# [Deine Aufgabe]
Schreibe aus dem unten stehenden Text über das Stuckrelief in Ephesos den Abschnitt von „Das Relief ist“ bis „des klassischen Werks!“ wortgetreu ab.

Im letzten Band des Archäologischen
Anzeigers hat sich Volker Michael Strocka mit einem großen Stuckrelief in
Ephesos beschäftigt (Band 2013/1, S. 85-94). Das wohl im späteren
2. Jahrhundert n.Chr. entstandene, 1973 bekannt gewordene Werk befindet
sich an der Stirnwand der sog. Basilica privata von Hanghaus 2. Die Funktion
des Raumes kann nur erschlossen werden; vermutlich diente er für Gelage und
andere festliche Zusammenkünfte.
Das Relief ist
stark beschädigt, doch lassen sich die Umrisse der vier Figuren noch gut
ablesen. Außen befinden sich zwei Eroten, in der Mitte eine männliche und eine
weibliche Figur. Aufgrund der Eroten wurden die beiden Protagonisten bisher als
Liebespaar identifiziert, ohne dass sich die konkreten Benennungen überzeugend
auf motivische Details stützen konnten. Strocka hat nun das, was zu erkennen
ist, genauer angesehen und erkannt, dass Athena und Marsyas dargestellt sind,
in einer freien Adaptation der hochklassischen Skulpturengruppe des Myron auf
der Athener Akropolis. Eine glänzende Beobachtung und damit eine wichtige
Erweiterung unserer Kenntnis der römischen Rezeption des klassischen Werks!
Ephesos, Hanghaus 2, sog. Basilica privata, Stuckrelief mit Athena und Marsyas (Foto: E. Rathmayr) |
Sehr befremdlich
sind dagegen die dann folgenden Bemerkungen zur Interpretation von Relief und
Mythos. Das beginnt mit den Angaben zur einzigen Passage in der antiken
Literatur, die sich mit der myronischen Gruppe befasst. Für diesen
entscheidenden Satz des Augenzeugen Pausanias (1,24,1) legt Strocka eine neue
Übersetzung vor. Athena „schlägt“ (paio)
Marsyas, so wurde die Aussage des Pausanias immer übersetzt. Strocka dagegen
liest „Athena stößt den Marsyas weg“, ohne Belege dafür anzugeben und ohne auf
die Positionen der vor mehr als hundert Jahren begonnenen Diskussion zu diesem
Satz Bezug zu nehmen. Wie beliebig dies ist, macht Strocka selbst deutlich,
wenn er in einer Anmerkung einen weiteren Übersetzungsvorschlag macht („Athena
stößt die Auloi weg“), die eine andere Auffassung der mythischen Handlung und
eine andere Rekonstruktion der Skulpturengruppe verlangen würde.

# [Bereitgestellte Daten]
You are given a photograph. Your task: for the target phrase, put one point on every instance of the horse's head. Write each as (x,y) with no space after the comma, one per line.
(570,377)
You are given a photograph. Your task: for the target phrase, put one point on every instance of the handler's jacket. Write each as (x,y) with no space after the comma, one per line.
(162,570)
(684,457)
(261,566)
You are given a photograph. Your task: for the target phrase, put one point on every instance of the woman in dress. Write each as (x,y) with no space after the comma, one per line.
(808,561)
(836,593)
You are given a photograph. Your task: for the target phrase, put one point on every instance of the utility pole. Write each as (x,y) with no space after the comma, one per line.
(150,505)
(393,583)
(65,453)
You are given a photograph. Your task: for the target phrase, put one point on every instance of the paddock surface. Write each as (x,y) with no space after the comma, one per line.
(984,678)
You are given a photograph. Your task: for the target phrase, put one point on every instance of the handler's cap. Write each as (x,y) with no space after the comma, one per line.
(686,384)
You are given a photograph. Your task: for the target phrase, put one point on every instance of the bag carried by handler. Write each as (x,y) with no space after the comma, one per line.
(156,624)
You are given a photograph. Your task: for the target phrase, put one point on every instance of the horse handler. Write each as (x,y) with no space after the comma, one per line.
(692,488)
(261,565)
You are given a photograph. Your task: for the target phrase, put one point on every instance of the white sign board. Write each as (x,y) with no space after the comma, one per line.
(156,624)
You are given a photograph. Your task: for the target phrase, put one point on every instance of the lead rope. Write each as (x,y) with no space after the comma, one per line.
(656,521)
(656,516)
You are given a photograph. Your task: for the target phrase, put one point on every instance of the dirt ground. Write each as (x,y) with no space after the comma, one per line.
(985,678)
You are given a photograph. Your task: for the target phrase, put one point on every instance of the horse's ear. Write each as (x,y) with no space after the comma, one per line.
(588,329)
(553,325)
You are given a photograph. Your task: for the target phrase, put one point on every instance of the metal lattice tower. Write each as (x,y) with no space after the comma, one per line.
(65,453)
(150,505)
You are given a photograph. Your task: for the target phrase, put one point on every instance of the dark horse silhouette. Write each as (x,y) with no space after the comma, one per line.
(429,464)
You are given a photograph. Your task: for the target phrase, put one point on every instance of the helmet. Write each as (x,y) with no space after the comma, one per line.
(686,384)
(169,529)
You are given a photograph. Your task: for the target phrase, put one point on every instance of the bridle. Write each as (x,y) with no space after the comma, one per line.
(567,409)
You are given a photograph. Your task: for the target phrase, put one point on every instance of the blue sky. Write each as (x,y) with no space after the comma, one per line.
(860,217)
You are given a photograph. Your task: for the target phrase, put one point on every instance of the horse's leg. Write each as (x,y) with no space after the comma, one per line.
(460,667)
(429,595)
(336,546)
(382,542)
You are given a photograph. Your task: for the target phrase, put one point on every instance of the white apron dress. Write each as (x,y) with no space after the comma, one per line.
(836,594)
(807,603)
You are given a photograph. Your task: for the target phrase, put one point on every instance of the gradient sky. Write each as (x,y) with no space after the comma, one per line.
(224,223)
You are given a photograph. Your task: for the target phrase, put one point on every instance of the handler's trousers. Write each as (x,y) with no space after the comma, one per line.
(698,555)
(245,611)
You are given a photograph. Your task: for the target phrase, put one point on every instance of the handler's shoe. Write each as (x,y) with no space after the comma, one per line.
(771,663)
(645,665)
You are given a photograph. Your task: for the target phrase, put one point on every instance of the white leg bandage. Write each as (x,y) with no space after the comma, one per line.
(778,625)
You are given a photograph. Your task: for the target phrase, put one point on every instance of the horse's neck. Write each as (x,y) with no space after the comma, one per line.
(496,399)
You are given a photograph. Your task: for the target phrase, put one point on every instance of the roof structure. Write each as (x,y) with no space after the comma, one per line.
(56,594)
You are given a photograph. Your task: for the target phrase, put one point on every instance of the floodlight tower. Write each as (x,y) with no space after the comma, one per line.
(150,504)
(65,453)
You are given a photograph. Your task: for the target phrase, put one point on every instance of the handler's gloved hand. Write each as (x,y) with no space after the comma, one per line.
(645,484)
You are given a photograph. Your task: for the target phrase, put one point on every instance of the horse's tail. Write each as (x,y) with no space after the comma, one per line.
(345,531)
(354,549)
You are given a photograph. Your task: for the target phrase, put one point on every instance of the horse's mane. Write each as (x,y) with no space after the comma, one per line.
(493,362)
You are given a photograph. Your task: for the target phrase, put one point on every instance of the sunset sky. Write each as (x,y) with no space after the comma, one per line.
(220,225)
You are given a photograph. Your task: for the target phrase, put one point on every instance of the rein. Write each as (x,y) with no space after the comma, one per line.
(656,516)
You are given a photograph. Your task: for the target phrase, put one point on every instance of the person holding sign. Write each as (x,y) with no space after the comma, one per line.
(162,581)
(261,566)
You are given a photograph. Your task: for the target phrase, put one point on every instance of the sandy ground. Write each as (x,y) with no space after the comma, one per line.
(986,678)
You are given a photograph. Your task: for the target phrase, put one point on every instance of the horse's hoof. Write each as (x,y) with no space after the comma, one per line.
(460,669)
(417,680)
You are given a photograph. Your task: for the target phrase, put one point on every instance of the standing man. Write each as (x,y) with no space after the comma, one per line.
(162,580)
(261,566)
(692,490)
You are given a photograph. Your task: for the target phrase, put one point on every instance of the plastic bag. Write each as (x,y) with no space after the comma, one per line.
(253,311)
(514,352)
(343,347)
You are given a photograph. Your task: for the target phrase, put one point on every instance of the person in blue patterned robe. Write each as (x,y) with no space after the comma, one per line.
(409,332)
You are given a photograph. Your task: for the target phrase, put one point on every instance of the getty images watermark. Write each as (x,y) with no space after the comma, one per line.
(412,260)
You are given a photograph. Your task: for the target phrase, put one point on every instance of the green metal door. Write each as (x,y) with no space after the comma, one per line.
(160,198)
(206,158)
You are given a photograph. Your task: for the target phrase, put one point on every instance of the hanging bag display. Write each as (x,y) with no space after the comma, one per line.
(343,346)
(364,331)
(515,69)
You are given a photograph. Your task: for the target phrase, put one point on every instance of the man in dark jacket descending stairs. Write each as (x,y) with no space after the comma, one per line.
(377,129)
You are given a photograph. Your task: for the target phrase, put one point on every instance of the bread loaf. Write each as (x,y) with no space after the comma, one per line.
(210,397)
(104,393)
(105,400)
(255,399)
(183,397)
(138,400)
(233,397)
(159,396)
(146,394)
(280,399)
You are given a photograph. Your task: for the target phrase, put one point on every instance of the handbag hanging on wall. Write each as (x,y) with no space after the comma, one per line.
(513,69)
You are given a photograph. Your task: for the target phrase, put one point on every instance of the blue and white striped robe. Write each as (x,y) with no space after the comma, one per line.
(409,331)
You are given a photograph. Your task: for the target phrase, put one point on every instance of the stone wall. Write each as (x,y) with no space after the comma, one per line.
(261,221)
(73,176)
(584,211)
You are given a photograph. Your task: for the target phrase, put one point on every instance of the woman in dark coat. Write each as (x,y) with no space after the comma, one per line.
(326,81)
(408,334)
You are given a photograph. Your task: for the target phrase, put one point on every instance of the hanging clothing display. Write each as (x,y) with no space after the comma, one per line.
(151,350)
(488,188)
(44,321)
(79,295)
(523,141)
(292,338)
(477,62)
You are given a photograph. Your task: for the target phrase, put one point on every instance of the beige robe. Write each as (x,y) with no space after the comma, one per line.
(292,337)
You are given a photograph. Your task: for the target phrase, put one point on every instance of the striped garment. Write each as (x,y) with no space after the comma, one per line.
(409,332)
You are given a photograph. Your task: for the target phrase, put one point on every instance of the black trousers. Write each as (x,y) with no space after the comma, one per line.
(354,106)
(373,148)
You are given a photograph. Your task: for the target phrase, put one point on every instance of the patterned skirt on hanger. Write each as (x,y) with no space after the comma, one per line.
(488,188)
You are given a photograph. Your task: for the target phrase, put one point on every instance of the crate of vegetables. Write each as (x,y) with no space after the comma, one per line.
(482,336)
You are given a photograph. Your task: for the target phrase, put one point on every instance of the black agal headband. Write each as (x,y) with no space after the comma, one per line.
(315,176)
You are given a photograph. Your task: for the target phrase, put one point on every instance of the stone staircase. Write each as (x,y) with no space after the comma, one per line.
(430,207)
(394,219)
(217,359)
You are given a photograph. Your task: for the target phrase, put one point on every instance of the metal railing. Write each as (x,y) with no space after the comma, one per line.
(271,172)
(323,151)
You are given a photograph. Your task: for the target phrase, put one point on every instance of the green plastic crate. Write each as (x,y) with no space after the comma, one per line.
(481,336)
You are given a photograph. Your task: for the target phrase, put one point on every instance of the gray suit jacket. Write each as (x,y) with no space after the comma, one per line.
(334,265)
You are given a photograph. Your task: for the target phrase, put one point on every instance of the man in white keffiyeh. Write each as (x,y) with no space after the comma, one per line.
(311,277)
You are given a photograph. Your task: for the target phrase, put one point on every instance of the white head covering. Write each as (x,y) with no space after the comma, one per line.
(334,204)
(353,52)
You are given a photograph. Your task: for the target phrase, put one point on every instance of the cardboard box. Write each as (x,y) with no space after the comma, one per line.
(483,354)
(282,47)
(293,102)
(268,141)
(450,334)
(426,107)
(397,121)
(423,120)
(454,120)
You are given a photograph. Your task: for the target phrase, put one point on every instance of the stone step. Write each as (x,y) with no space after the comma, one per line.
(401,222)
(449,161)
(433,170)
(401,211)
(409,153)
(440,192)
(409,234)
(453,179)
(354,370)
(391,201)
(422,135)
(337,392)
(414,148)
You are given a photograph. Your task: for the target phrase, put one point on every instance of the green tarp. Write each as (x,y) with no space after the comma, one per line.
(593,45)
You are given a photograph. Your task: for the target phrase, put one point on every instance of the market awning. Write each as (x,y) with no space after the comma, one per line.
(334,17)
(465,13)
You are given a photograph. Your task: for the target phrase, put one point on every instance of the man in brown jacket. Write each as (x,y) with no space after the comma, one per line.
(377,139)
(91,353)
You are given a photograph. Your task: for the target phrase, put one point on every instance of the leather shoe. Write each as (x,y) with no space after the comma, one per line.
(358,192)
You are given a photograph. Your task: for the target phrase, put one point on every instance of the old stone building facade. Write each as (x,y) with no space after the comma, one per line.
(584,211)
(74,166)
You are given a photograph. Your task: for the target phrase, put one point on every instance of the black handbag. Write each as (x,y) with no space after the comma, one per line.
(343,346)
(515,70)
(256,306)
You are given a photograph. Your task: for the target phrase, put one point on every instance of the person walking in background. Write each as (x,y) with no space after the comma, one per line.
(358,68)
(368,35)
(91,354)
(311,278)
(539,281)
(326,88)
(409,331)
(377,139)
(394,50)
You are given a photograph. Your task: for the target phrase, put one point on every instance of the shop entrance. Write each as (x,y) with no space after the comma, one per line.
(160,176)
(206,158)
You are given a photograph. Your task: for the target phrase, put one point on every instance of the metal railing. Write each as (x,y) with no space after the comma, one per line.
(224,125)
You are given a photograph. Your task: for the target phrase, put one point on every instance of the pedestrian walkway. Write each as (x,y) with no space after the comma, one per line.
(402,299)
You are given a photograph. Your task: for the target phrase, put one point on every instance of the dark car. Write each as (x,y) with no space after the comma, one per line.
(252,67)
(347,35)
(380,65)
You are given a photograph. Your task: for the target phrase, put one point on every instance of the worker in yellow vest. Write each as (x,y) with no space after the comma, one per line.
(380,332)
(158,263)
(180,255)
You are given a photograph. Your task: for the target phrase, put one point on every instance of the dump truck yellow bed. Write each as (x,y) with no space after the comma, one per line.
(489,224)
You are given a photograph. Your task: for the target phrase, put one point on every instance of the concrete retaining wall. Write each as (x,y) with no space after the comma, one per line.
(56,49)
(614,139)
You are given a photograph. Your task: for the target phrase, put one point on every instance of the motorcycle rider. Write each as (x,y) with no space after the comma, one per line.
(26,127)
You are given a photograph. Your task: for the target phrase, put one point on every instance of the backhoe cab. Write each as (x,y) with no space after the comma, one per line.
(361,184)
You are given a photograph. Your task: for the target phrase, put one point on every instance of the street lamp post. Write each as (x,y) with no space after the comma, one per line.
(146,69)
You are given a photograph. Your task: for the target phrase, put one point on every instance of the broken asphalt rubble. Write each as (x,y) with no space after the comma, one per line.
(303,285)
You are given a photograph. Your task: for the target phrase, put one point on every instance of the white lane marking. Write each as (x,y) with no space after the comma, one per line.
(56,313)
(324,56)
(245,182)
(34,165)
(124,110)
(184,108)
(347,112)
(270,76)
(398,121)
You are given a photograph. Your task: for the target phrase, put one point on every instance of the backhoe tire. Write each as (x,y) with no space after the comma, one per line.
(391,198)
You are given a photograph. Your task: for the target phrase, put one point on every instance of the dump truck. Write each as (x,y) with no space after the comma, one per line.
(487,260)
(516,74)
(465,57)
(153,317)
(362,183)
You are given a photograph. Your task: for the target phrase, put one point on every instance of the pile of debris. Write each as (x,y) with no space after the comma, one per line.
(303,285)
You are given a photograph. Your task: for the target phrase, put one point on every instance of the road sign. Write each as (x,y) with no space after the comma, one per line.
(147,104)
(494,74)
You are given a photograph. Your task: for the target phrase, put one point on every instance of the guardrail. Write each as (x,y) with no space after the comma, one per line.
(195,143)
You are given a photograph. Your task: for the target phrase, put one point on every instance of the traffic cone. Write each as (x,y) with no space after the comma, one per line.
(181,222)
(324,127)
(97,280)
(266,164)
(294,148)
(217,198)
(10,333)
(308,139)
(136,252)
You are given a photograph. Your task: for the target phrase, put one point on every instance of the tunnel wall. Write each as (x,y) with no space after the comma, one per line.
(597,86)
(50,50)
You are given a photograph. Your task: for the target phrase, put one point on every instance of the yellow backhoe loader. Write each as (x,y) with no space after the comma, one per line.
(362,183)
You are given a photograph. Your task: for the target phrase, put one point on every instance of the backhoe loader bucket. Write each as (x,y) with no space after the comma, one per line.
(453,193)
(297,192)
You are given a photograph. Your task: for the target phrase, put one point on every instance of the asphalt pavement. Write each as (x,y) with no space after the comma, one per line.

# [Lösung der Aufgabe]
Das Relief ist
stark beschädigt, doch lassen sich die Umrisse der vier Figuren noch gut
ablesen. Außen befinden sich zwei Eroten, in der Mitte eine männliche und eine
weibliche Figur. Aufgrund der Eroten wurden die beiden Protagonisten bisher als
Liebespaar identifiziert, ohne dass sich die konkreten Benennungen überzeugend
auf motivische Details stützen konnten. Strocka hat nun das, was zu erkennen
ist, genauer angesehen und erkannt, dass Athena und Marsyas dargestellt sind,
in einer freien Adaptation der hochklassischen Skulpturengruppe des Myron auf
der Athener Akropolis. Eine glänzende Beobachtung und damit eine wichtige
Erweiterung unserer Kenntnis der römischen Rezeption des klassischen Werks!